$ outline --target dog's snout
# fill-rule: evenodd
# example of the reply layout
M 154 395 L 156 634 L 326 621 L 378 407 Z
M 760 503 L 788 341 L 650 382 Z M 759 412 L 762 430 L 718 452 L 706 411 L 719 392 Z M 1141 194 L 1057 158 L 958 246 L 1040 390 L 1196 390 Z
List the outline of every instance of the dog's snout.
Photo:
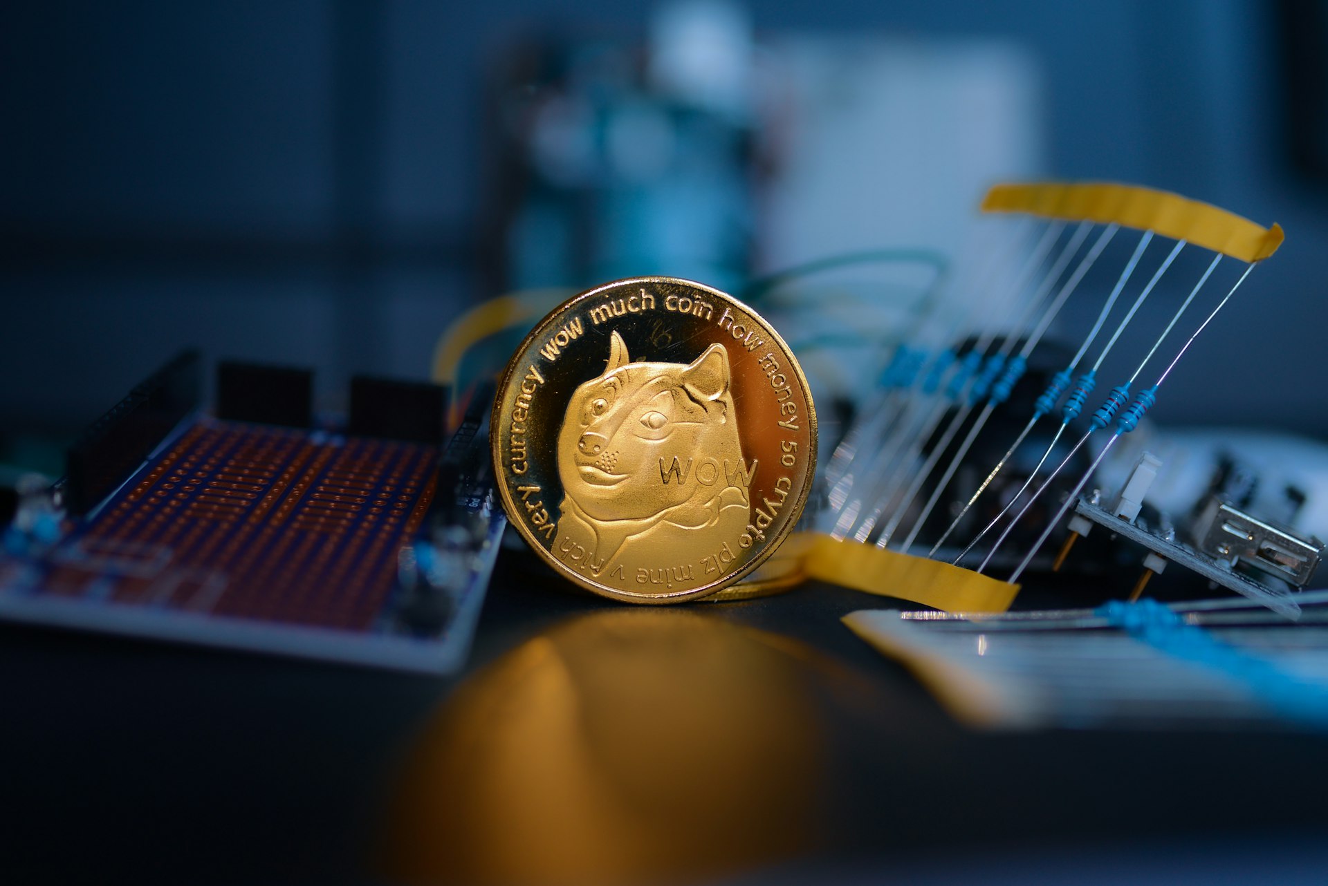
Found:
M 607 443 L 607 436 L 595 434 L 594 431 L 586 431 L 582 434 L 582 439 L 576 443 L 576 448 L 580 450 L 583 455 L 599 455 L 604 451 L 604 446 Z

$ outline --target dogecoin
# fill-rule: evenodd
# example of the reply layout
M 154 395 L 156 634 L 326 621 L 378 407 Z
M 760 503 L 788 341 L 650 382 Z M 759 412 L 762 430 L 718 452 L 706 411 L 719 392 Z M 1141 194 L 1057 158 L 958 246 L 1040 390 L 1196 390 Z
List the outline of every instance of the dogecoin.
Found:
M 742 302 L 668 277 L 564 302 L 498 386 L 511 523 L 595 593 L 705 597 L 756 569 L 806 503 L 817 414 L 793 353 Z

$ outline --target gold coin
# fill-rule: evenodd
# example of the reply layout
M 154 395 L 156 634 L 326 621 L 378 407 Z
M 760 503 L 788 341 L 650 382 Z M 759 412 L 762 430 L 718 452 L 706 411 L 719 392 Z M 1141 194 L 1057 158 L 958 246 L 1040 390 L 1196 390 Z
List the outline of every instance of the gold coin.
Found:
M 615 600 L 713 594 L 769 557 L 811 488 L 817 414 L 784 340 L 687 280 L 619 280 L 526 337 L 490 428 L 503 507 L 554 569 Z

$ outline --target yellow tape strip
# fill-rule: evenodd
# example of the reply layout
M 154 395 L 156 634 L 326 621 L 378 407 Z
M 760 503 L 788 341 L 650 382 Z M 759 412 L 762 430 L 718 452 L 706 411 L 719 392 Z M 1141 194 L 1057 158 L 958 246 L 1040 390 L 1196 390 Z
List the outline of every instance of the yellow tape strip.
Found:
M 863 609 L 841 621 L 878 653 L 892 658 L 918 678 L 961 723 L 984 729 L 1029 728 L 1036 724 L 1033 696 L 987 679 L 964 662 L 926 643 L 926 637 L 899 621 L 896 610 Z
M 1276 224 L 1263 228 L 1208 203 L 1131 184 L 997 184 L 987 192 L 983 212 L 1116 223 L 1186 240 L 1242 261 L 1263 261 L 1278 251 L 1284 236 Z
M 811 544 L 802 564 L 809 578 L 948 613 L 1003 613 L 1019 593 L 1019 585 L 939 560 L 911 557 L 822 533 L 809 535 Z

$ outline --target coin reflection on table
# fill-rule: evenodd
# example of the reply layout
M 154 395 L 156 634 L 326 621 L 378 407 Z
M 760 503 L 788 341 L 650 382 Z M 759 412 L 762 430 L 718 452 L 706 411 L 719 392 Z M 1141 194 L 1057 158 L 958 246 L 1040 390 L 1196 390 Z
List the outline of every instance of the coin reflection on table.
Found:
M 594 613 L 526 642 L 408 755 L 385 873 L 672 882 L 815 849 L 825 755 L 799 649 L 676 610 Z

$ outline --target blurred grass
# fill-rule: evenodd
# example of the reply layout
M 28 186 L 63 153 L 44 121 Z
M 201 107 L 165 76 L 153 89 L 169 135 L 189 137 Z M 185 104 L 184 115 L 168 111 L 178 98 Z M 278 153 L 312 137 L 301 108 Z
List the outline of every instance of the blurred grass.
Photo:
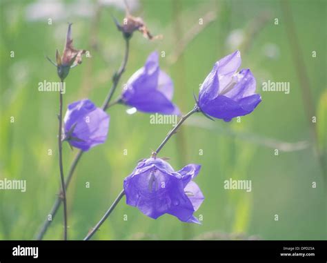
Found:
M 0 239 L 32 239 L 59 187 L 56 141 L 58 98 L 53 92 L 37 90 L 39 81 L 57 80 L 55 68 L 45 55 L 54 58 L 56 48 L 62 48 L 67 22 L 73 22 L 75 47 L 90 50 L 92 58 L 85 58 L 82 65 L 72 70 L 66 81 L 64 103 L 67 106 L 88 97 L 101 105 L 123 52 L 123 40 L 110 17 L 112 13 L 121 20 L 123 11 L 103 8 L 97 33 L 93 34 L 92 17 L 76 14 L 69 20 L 54 20 L 52 26 L 46 19 L 26 21 L 26 8 L 32 2 L 1 1 L 0 6 L 0 178 L 27 180 L 26 193 L 0 191 Z M 326 4 L 317 0 L 290 3 L 313 88 L 320 145 L 326 153 Z M 179 35 L 188 32 L 210 10 L 217 14 L 217 19 L 188 43 L 175 64 L 161 59 L 163 69 L 175 81 L 174 100 L 181 110 L 185 113 L 192 107 L 193 90 L 198 90 L 213 64 L 232 51 L 226 44 L 231 30 L 248 30 L 258 16 L 268 12 L 270 20 L 250 39 L 246 52 L 241 49 L 242 67 L 250 68 L 257 77 L 262 103 L 253 113 L 242 117 L 241 123 L 217 121 L 215 125 L 225 130 L 255 133 L 279 141 L 312 143 L 285 21 L 277 1 L 141 1 L 137 14 L 143 17 L 153 34 L 163 33 L 164 39 L 149 42 L 135 34 L 121 84 L 143 65 L 153 50 L 166 51 L 166 57 L 173 52 L 181 39 Z M 278 26 L 273 23 L 276 17 L 279 19 Z M 92 37 L 97 39 L 101 55 L 90 46 Z M 267 43 L 275 45 L 278 56 L 269 59 L 265 55 Z M 15 52 L 14 58 L 9 56 L 11 50 Z M 313 50 L 317 51 L 316 58 L 312 57 Z M 268 79 L 290 81 L 290 93 L 261 91 L 261 83 Z M 83 237 L 119 193 L 123 179 L 137 161 L 148 157 L 150 149 L 157 146 L 171 128 L 170 125 L 150 124 L 148 115 L 128 115 L 125 110 L 121 106 L 109 110 L 108 141 L 87 153 L 75 172 L 68 192 L 71 239 Z M 12 116 L 14 123 L 10 122 Z M 178 144 L 181 142 L 182 144 Z M 48 155 L 48 149 L 52 150 L 52 156 Z M 124 149 L 128 150 L 127 155 L 123 155 Z M 199 149 L 203 155 L 199 155 Z M 65 145 L 66 171 L 76 153 Z M 271 148 L 232 135 L 226 136 L 218 129 L 212 132 L 186 126 L 161 155 L 171 157 L 170 163 L 177 170 L 188 163 L 202 165 L 196 179 L 206 196 L 196 213 L 202 215 L 202 225 L 185 230 L 185 224 L 175 217 L 167 215 L 153 220 L 122 202 L 95 238 L 181 239 L 216 231 L 244 233 L 264 240 L 326 238 L 324 175 L 312 147 L 279 151 L 279 155 L 275 156 Z M 224 190 L 224 181 L 230 177 L 251 179 L 252 191 Z M 90 188 L 85 187 L 86 182 L 90 183 Z M 317 182 L 317 188 L 312 188 L 313 182 Z M 278 222 L 274 220 L 275 214 L 279 215 Z M 124 215 L 127 221 L 123 220 Z M 62 231 L 59 213 L 46 238 L 61 238 Z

● WHAT TO PRODUCE:
Rewrite all the records above as a JSON list of strings with one string per line, skipping blank lines. Leave the pictures out of the answer.

● RESPONSE BELOW:
[
  "$ outline --target dog's snout",
  "# fill-rule: evenodd",
  "# example of the reply layout",
  "M 154 395 L 156 634 L 326 621 L 378 407 Z",
  "M 760 503 L 788 341 L 650 382 Z M 759 412 L 762 430 L 718 452 L 706 411 L 719 392 Z M 1141 194 L 1057 158 L 958 246 L 1040 390 L 1196 390 Z",
  "List the outline of every instance of the dog's snout.",
  "Photo:",
  "Found:",
  "M 607 443 L 607 436 L 595 434 L 594 431 L 586 431 L 582 434 L 582 439 L 576 443 L 576 448 L 580 450 L 583 455 L 599 455 L 604 451 L 604 446 Z",
  "$ outline --target dogecoin",
  "# fill-rule: evenodd",
  "# example of the reply layout",
  "M 154 395 L 156 634 L 326 621 L 378 407 Z",
  "M 760 503 L 788 341 L 650 382 Z M 759 412 L 762 430 L 718 452 L 706 411 L 719 392 Z M 1141 194 L 1057 158 L 958 246 L 1040 390 L 1196 390 Z",
  "List the outline of every instance of the dogecoin.",
  "Found:",
  "M 742 302 L 668 277 L 564 302 L 498 386 L 511 523 L 595 593 L 705 597 L 756 569 L 806 503 L 817 414 L 793 353 Z",
  "$ outline --target gold coin",
  "# fill-rule: evenodd",
  "# example of the reply layout",
  "M 154 395 L 156 634 L 326 621 L 378 407 Z",
  "M 760 503 L 788 341 L 650 382 Z M 759 412 L 762 430 L 718 452 L 706 411 L 719 392 Z M 1141 194 L 1057 158 L 958 246 L 1040 390 L 1196 390 Z",
  "List the outline of every instance of the gold coin.",
  "Found:",
  "M 615 600 L 713 594 L 769 557 L 811 488 L 817 414 L 784 340 L 687 280 L 619 280 L 526 337 L 490 428 L 503 507 L 554 569 Z",
  "$ outline --target yellow tape strip",
  "# fill-rule: evenodd",
  "# example of the reply layout",
  "M 154 395 L 156 634 L 326 621 L 378 407 Z",
  "M 760 503 L 788 341 L 650 382 Z M 759 412 L 762 430 L 718 452 L 706 411 L 719 392 Z M 1141 194 L 1057 158 L 958 246 L 1040 390 L 1196 390 Z",
  "List the outline of every instance of the yellow tape strip.",
  "Found:",
  "M 863 609 L 841 621 L 878 653 L 892 658 L 918 678 L 961 723 L 984 729 L 1029 728 L 1036 724 L 1033 696 L 987 679 L 964 662 L 926 643 L 926 637 L 899 621 L 896 610 Z",
  "M 1276 224 L 1263 228 L 1208 203 L 1131 184 L 997 184 L 987 192 L 983 212 L 1116 223 L 1186 240 L 1242 261 L 1263 261 L 1278 251 L 1284 236 Z",
  "M 811 544 L 802 564 L 809 578 L 948 613 L 1003 613 L 1019 593 L 1019 585 L 939 560 L 911 557 L 822 533 L 809 535 Z",
  "$ outline --target coin reflection on table",
  "# fill-rule: evenodd",
  "# example of the reply layout",
  "M 154 395 L 156 634 L 326 621 L 378 407 Z",
  "M 760 503 L 788 341 L 650 382 Z M 759 412 L 762 430 L 718 452 L 706 411 L 719 392 Z M 1141 194 L 1057 158 L 958 246 L 1040 390 L 1196 390 Z",
  "List the outline of every instance of the coin reflection on table.",
  "Found:",
  "M 594 613 L 526 642 L 408 755 L 385 873 L 672 882 L 815 849 L 825 755 L 799 649 L 676 610 Z",
  "$ outline --target blurred grass",
  "# fill-rule: evenodd",
  "# example of the reply layout",
  "M 28 186 L 63 153 L 44 121 Z",
  "M 201 107 L 165 76 L 153 89 L 169 135 L 189 137 Z M 185 104 L 184 115 L 168 111 L 178 98 Z M 278 153 L 312 137 L 301 108 Z",
  "List the outline of every instance of the blurred grass.",
  "Photo:",
  "Found:",
  "M 0 239 L 32 239 L 59 187 L 56 141 L 58 98 L 53 92 L 37 90 L 39 81 L 57 80 L 55 68 L 45 55 L 54 58 L 56 48 L 62 48 L 67 22 L 73 22 L 75 47 L 90 50 L 92 58 L 85 58 L 82 65 L 72 70 L 66 81 L 64 103 L 67 106 L 88 97 L 101 105 L 123 52 L 123 40 L 110 17 L 112 13 L 121 20 L 123 11 L 103 8 L 97 33 L 93 34 L 92 17 L 76 14 L 69 20 L 54 20 L 52 26 L 46 19 L 26 21 L 26 8 L 32 2 L 1 1 L 0 6 L 0 178 L 27 180 L 26 193 L 0 191 Z M 326 4 L 317 0 L 290 3 L 313 88 L 320 145 L 326 153 Z M 179 35 L 188 32 L 210 10 L 217 14 L 217 19 L 188 43 L 175 64 L 161 59 L 163 69 L 175 81 L 174 100 L 181 110 L 185 113 L 192 107 L 193 90 L 198 90 L 213 64 L 232 51 L 226 44 L 231 30 L 248 30 L 258 16 L 268 12 L 270 20 L 250 39 L 246 52 L 241 49 L 242 67 L 250 68 L 257 77 L 262 103 L 253 113 L 242 117 L 241 123 L 217 121 L 215 125 L 225 130 L 255 133 L 279 141 L 312 143 L 285 21 L 277 1 L 141 1 L 137 14 L 143 17 L 153 34 L 163 33 L 164 39 L 149 42 L 135 34 L 121 84 L 143 65 L 153 50 L 166 51 L 166 57 L 173 52 L 181 39 Z M 278 26 L 273 23 L 276 17 L 279 19 Z M 92 37 L 97 39 L 101 55 L 90 46 Z M 267 43 L 275 45 L 278 56 L 269 59 L 265 55 Z M 15 52 L 14 58 L 9 56 L 11 50 Z M 313 50 L 317 51 L 316 58 L 312 57 Z M 268 79 L 290 81 L 290 93 L 261 91 L 261 83 Z M 83 237 L 119 193 L 123 179 L 137 161 L 148 157 L 150 149 L 157 146 L 171 128 L 170 125 L 150 124 L 148 115 L 128 115 L 125 110 L 121 106 L 109 110 L 108 141 L 87 153 L 75 172 L 68 192 L 71 239 Z M 12 116 L 14 123 L 10 122 Z M 178 144 L 181 142 L 182 144 Z M 48 155 L 48 149 L 52 150 L 52 156 Z M 124 149 L 128 150 L 127 155 L 123 155 Z M 199 149 L 203 155 L 199 155 Z M 65 145 L 66 171 L 76 153 Z M 271 148 L 232 135 L 226 136 L 218 129 L 212 132 L 186 126 L 161 155 L 171 157 L 170 163 L 177 170 L 188 163 L 202 165 L 196 179 L 206 196 L 196 213 L 202 215 L 202 225 L 185 230 L 185 224 L 175 217 L 167 215 L 153 220 L 122 202 L 95 238 L 181 239 L 216 231 L 244 233 L 264 240 L 326 238 L 324 175 L 312 147 L 279 151 L 279 155 L 275 156 Z M 224 190 L 224 181 L 230 177 L 251 179 L 252 191 Z M 90 188 L 85 187 L 86 182 L 90 183 Z M 317 182 L 317 188 L 312 188 L 313 182 Z M 278 222 L 274 220 L 275 214 L 279 215 Z M 124 215 L 127 221 L 123 220 Z M 62 231 L 59 213 L 46 238 L 61 238 Z"
]